→ Task goal: Go to the line that contains "# test: for every instance of the dock, mark" and extract it along with every line after it, exactly, through the end of the data below.

→ Listed records:
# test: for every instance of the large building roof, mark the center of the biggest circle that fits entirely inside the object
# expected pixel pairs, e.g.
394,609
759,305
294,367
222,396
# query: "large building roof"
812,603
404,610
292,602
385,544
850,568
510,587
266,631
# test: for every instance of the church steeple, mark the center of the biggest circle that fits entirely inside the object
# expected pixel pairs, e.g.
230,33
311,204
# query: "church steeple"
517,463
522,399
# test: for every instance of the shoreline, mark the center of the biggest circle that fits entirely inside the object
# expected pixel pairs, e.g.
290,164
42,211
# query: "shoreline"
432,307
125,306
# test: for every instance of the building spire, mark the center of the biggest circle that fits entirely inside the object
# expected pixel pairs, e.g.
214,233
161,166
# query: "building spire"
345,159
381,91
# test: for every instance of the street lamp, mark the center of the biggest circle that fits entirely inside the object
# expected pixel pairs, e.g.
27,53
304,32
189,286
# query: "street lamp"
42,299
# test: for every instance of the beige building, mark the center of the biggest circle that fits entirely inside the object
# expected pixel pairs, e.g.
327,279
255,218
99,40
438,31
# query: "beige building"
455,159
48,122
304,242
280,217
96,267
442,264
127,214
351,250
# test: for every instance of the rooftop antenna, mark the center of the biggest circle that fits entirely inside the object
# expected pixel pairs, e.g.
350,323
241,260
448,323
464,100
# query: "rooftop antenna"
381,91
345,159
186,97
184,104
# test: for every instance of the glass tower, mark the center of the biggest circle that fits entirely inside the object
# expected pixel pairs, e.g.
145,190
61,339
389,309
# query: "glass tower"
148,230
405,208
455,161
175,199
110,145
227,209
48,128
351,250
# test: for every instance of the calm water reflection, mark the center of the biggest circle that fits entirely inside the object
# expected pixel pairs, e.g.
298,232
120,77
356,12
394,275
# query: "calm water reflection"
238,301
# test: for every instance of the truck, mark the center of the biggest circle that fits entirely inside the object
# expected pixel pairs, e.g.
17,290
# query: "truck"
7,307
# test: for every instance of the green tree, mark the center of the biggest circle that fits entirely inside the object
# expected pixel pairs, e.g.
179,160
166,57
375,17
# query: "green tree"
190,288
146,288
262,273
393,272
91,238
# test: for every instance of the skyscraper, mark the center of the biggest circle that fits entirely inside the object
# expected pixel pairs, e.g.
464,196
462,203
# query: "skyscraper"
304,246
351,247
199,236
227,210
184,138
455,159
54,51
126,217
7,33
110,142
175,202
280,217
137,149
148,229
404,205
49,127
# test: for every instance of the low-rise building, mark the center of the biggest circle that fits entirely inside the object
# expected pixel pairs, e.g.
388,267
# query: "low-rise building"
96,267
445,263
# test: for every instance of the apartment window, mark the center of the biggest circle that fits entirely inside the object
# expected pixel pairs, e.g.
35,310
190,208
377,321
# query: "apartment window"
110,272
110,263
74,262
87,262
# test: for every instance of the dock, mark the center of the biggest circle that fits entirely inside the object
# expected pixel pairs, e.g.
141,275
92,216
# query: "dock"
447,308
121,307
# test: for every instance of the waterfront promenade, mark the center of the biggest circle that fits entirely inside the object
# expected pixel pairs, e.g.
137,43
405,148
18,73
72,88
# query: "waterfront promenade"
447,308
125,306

→ Answer to the problem:
# test: for every instance of the dock, mark the center of the biggest circle that fits entirely inside the object
# expected pixel pairs, e.g.
141,275
92,216
# query: "dock"
447,308
121,307
# test: for every instance of the waterfront promenade, mark the center of the biggest circle that fits entirely inside the object
# expected pixel pairs, e.g.
137,43
405,148
18,73
72,88
# query: "waterfront promenade"
447,308
125,306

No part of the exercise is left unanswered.